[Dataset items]

•••

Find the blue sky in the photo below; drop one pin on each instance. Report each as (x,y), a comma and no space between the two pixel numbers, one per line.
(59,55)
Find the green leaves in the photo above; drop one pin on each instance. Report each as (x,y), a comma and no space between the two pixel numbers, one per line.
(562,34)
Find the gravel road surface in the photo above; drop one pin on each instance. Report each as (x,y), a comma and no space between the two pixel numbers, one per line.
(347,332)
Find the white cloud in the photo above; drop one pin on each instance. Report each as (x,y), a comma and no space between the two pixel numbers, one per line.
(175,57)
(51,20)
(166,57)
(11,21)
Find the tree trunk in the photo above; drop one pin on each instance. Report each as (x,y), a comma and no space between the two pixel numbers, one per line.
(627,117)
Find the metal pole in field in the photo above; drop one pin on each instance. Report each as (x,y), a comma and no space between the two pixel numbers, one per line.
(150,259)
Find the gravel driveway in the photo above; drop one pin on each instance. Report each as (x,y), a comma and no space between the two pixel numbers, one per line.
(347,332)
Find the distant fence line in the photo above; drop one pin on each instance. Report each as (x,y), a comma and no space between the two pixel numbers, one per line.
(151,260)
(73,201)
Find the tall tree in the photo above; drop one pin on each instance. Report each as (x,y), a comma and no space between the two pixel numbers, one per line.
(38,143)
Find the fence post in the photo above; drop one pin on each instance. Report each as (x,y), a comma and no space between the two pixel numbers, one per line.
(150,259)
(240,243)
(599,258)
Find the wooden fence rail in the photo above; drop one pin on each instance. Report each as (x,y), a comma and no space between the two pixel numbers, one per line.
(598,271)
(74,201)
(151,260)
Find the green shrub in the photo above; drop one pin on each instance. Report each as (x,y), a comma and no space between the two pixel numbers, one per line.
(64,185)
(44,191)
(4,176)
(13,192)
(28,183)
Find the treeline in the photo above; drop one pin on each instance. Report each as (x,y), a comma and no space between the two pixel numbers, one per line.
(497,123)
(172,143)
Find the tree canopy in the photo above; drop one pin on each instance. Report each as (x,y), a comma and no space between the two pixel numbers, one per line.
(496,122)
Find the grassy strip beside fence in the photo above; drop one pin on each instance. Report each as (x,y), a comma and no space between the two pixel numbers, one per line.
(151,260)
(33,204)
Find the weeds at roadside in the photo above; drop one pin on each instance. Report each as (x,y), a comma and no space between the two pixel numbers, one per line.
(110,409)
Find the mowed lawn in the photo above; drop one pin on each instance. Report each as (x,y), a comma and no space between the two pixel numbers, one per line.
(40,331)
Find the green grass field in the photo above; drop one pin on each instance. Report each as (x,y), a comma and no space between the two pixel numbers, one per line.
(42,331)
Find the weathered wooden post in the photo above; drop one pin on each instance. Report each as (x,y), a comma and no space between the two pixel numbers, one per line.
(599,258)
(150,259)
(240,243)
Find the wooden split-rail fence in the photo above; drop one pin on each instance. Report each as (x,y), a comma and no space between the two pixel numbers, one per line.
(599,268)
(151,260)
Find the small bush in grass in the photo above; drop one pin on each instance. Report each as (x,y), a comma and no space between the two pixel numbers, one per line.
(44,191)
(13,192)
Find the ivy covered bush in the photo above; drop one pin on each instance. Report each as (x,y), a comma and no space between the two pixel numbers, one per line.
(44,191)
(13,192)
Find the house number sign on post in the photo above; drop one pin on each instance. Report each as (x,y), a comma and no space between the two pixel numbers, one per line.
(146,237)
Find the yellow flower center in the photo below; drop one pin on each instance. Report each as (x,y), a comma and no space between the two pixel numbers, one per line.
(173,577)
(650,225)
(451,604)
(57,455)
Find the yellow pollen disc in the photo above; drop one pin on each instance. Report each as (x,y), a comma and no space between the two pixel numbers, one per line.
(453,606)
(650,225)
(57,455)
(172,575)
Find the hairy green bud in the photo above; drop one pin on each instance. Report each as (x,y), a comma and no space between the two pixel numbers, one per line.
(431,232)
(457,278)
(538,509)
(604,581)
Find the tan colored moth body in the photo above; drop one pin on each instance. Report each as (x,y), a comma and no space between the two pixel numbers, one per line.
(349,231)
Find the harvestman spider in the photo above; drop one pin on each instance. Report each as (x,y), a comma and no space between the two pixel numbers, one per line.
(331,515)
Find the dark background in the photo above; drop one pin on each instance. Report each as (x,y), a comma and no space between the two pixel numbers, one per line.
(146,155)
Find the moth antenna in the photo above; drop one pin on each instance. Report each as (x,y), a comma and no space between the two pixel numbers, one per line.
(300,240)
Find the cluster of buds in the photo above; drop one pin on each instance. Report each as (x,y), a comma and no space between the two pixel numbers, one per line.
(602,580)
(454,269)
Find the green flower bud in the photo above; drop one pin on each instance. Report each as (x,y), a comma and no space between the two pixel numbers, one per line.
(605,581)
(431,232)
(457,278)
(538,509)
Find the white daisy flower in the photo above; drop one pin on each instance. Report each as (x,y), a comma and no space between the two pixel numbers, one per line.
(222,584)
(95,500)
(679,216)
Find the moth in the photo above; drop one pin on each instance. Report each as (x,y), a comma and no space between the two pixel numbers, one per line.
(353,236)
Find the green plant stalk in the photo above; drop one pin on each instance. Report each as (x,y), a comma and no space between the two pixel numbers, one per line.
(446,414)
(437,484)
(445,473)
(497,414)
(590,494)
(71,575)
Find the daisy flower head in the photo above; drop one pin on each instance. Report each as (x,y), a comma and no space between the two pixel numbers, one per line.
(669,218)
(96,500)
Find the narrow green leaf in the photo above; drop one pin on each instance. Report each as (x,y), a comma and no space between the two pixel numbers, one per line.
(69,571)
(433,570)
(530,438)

•••

Transcribe the whole listing with nothing added or left out.

SOLUTION FOR THIS EXERCISE:
Find the blue sky in the photo below; drop one pin on each instance. Report each as (x,y), a comma and no space between the two pixel numbers, one per line.
(59,55)
Find the green leaves in the photo above; drop one pin on each instance. Report each as (x,y), a comma and no space between the two pixel numbers, one per line.
(562,34)
Find the gravel road surface in the photo above; drop one pin on each instance. Report each as (x,y), a comma and no space between the two pixel numbers, one per line.
(347,332)
Find the white cloud in the photo above; drop one pin on each instance. Report each as (x,y), a comma and no space between the two pixel numbers, one per line.
(175,57)
(51,20)
(166,57)
(11,21)
Find the tree trunk in the photo above; drop one pin on each instance. Report each as (x,y), a comma and no space between the two pixel numbers, one per line.
(627,117)
Find the metal pole in field in the photo above; drop one pin on each instance. Report each as (x,y), a comma and no space between the two pixel numbers, one per line.
(150,259)
Find the gravel driveway in the photo above; drop one pin on each instance. Report each as (x,y), a comma and no space between the two pixel numbers, one per line.
(347,332)
Find the distant fence line in the photo above; drop one pin on each instance. Report each as (x,y), a comma and no space between the two pixel numbers, one per line.
(151,260)
(73,201)
Find the tall tree in the photo above; drop one pin on each instance. Report each as (x,y), a comma and no space between the two pixel numbers, one per line.
(38,143)
Find the fence post in the photo above; drop one pin on each instance. Report each as (x,y), a comma and no space between the two pixel numbers, one per line.
(150,259)
(240,243)
(599,258)
Find the wooden fence rail in the photo above; drop one pin on each instance. Report each as (x,y), a comma and no space between the two pixel numbers, one per line.
(598,271)
(74,201)
(151,260)
Find the green shrub in the photo above; drop one pin on each instance. Report each as (x,y), a comma and no space between the two pixel numbers, one per line.
(64,185)
(44,191)
(4,176)
(13,192)
(28,183)
Find the treeline in the photo above; drop one pin on each instance. Report each as (x,y), a comma and no space between the two pixel numbers, one per line.
(497,123)
(172,143)
Find the tree canopy in the photo above; drop one pin on each instance. Report each as (x,y), a comma and no space between the two pixel numbers, one per line.
(496,122)
Find the grassy strip beside fence in the photo above; drop one pin on each instance. Report each as (x,y), a comma and no space between the two pixel numbers, one per line.
(151,260)
(33,204)
Find the weeds at roadside in the photo above; drop one pin on each instance. Report each as (x,y), a comma and no space between the two pixel numbers, one per line.
(110,409)
Find the mowed lawn in the photo above; drop one pin on each instance. Report each as (x,y), a comma and no space between the two pixel numbers, one per line.
(40,331)
Find the green grass field in the photo above; drop one pin on each instance. Report each as (x,y), a comma and no space between the two pixel numbers, one per line.
(42,331)
Find the weathered wooden post in the photo above; drop one pin on each instance. Report each as (x,y), a comma and no space between the two pixel numbers, one per line.
(599,258)
(150,259)
(240,243)
Find the wooden split-rail fence in the photo above; drop one pin on each instance. Report each as (x,y), a comma and no space between the two pixel numbers, one per line.
(599,268)
(151,260)
Find the small bush in grass in the photo above; drop one pin on each instance. Report each as (x,y), a comma and no space between the two pixel numbers, one per line.
(44,191)
(13,192)
Find the ivy covered bush in the photo above; drop one pin on each instance. Report each as (x,y), a comma and no space between the two pixel numbers, one per line.
(44,191)
(13,192)
Find the house number sign on post in the photo above; drop one pin on each instance. Report each as (x,y), a comma and no space between the two pixel numbers, one per line.
(146,237)
Find the yellow flower center in the photo below; drop one pin on each instance. Report each as (x,y), a comma and no space between the two pixel numbers, one per line.
(173,577)
(650,225)
(451,604)
(57,455)
Find the yellow pollen disc in the photo above; drop one pin on each instance. Report each as (x,y), a comma and no space between the two pixel numbers, one per line.
(453,606)
(650,225)
(57,455)
(172,575)
Find the hairy green bud in the photo above; drop one pin on each instance. Report each as (x,y), a comma and no space between the two pixel numbers, one per line.
(431,232)
(457,278)
(538,509)
(604,581)
Find the tan colored moth body in the photo above; drop one pin on each instance. Report each as (x,y), a comma and no space between the two pixel numbers, one per line.
(349,231)
Find the harvestman spider in the photo above; drop one pin on each instance. Report each as (x,y), a comma and no space between the two pixel numbers, one per line.
(331,515)
Find the dark background in the photo above; drop one pin on each instance. Report each as (x,y), a comma and no space between the two pixel numbers, one per line.
(146,155)
Find the moth antenna in the photo above; drop one pin on each instance. Report each as (x,y), a comma and no space between the two pixel numbers, one per line.
(300,240)
Find the cluster of buds in the photo above; drop one pin on each instance. Report each as (x,y), a comma and no space between the two pixel numbers, one per line.
(602,580)
(454,269)
Find the green flower bud in the photo above; drop one pin on each instance. Report each as (x,y), a comma and no space between the two pixel numbers, one per line.
(605,581)
(431,232)
(457,278)
(538,509)
Find the white daisy flower in the photo above; drop one pin on each instance. Report each as (x,y), a comma and no space between the two pixel numbers, one per line.
(222,584)
(95,500)
(679,216)
Find the moth in the photo above; drop one pin on each instance. Report each as (x,y), a comma and no space between the two pixel numbers, one per line.
(353,236)
Find the green plant stalk in the photo above; drop one pin on each instance. Report each as (x,y), a comma and no space between the two pixel numbers, one per line.
(446,414)
(437,484)
(445,473)
(497,414)
(590,494)
(71,575)
Find the daisy flower head in the photo above; drop one pin on each instance. Report each as (x,y), a comma and no space between the two pixel numbers, one per line.
(669,218)
(96,500)
Find the narrow green leaf in the photo above; drop one pin on each instance. Report each as (x,y), a comma and no space between the two pixel numbers, one per line.
(69,571)
(433,570)
(530,438)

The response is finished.